GIVEN PROBLEM: Reproduce the material from the line containing "[point] white football cleat" through the line containing "Target: white sideline border", inclusive, substituting "soccer" for every occurrence of "football" and leaving everything else unchanged.

ENTRIES SUPPLIED:
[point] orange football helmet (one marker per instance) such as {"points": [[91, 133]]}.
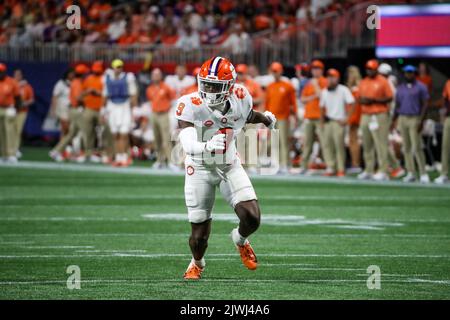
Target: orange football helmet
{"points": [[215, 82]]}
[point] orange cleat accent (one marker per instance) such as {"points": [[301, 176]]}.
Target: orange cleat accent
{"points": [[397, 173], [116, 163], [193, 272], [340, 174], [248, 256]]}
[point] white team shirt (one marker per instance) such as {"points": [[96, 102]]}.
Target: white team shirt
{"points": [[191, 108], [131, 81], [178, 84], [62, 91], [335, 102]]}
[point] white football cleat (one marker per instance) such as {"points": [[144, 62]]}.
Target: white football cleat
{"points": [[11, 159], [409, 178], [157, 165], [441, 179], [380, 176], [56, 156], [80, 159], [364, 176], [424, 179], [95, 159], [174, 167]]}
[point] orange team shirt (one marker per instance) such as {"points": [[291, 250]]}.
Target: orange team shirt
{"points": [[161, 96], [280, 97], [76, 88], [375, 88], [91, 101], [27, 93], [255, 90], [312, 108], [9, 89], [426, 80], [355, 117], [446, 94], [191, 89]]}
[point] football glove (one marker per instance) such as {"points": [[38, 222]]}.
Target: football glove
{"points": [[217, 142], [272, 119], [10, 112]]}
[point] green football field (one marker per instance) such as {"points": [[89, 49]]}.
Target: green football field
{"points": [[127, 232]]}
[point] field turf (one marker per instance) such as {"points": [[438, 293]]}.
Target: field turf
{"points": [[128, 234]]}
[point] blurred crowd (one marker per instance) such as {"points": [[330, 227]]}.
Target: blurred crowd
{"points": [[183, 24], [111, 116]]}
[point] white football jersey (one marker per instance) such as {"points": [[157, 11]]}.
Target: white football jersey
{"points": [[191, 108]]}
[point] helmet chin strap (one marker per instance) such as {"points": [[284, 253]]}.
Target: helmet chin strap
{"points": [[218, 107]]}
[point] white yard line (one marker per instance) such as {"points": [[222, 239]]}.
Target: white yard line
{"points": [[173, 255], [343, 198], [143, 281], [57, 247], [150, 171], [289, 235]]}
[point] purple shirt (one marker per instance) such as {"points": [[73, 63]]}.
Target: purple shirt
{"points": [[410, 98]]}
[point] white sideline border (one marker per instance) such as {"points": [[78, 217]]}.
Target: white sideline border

* * *

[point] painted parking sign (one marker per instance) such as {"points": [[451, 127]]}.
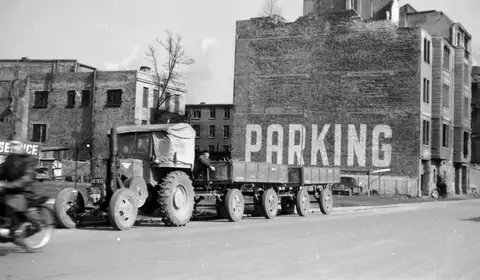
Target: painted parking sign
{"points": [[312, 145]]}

...

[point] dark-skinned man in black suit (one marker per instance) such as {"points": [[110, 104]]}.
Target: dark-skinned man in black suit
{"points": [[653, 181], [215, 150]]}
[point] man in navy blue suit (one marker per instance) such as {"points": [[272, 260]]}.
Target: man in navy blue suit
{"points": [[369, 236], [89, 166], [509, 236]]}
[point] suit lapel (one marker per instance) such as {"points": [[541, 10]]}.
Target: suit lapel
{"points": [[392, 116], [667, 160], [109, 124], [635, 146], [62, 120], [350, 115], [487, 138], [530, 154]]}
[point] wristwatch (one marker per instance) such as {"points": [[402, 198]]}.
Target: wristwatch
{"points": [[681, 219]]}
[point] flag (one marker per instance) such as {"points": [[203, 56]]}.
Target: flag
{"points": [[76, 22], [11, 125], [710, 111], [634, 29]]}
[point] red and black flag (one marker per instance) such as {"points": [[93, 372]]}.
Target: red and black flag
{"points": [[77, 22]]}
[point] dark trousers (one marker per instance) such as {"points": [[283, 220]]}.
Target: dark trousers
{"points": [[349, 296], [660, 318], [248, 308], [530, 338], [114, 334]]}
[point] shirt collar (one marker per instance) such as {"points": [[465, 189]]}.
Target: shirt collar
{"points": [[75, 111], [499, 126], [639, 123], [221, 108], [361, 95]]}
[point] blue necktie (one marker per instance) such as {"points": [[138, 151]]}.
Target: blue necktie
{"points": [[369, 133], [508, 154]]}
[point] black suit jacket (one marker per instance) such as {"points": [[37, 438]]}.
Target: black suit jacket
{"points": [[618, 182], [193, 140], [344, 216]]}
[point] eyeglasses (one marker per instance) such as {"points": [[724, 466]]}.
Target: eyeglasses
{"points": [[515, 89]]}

THE ANSWER:
[point] white soccer cleat (one marker per instance) such as {"points": [[144, 62]]}.
Target: white soccer cleat
{"points": [[11, 159], [409, 178], [157, 165], [441, 179], [380, 176], [56, 156], [80, 159], [364, 176], [424, 179], [95, 159], [174, 167]]}
[point] orange team shirt (one marker per instance) such as {"points": [[291, 250]]}.
Target: orange team shirt
{"points": [[161, 96], [280, 97], [76, 88], [375, 88], [91, 101], [27, 93], [255, 90], [312, 108], [9, 89], [426, 80], [355, 117], [446, 94], [191, 89]]}
[point] soccer glove (one marker per instance) such as {"points": [[38, 222]]}.
Target: soccer glove
{"points": [[217, 142], [272, 119], [10, 112]]}
[point] green soccer field (one marker per instance) such as {"points": [[89, 49]]}.
Target: green soccer field
{"points": [[127, 232]]}
[point] field turf (one marker per instance) such as {"points": [[438, 293]]}.
Target: field turf
{"points": [[128, 234]]}
[point] blurred crowd (one marker per instance) such as {"points": [[330, 227]]}.
Target: blurred crowd
{"points": [[183, 24], [111, 116]]}
[point] white soccer jersey (one marker per instance) such as {"points": [[157, 11]]}.
Target: white soccer jersey
{"points": [[191, 108]]}
[point] helmet chin strap (one marker per instance) such as {"points": [[284, 253]]}.
Target: helmet chin strap
{"points": [[218, 107]]}
[point] white yard line (one marker per instance) such as {"points": [[222, 239]]}.
Target: white yard line
{"points": [[173, 255], [343, 198], [143, 281], [57, 247], [150, 171], [289, 235]]}
[point] purple shirt (one marker per instance) such as {"points": [[73, 63]]}.
Target: purple shirt
{"points": [[410, 98]]}
[point] white sideline border (one marker per instance) such as {"points": [[78, 217]]}.
Target: white sideline border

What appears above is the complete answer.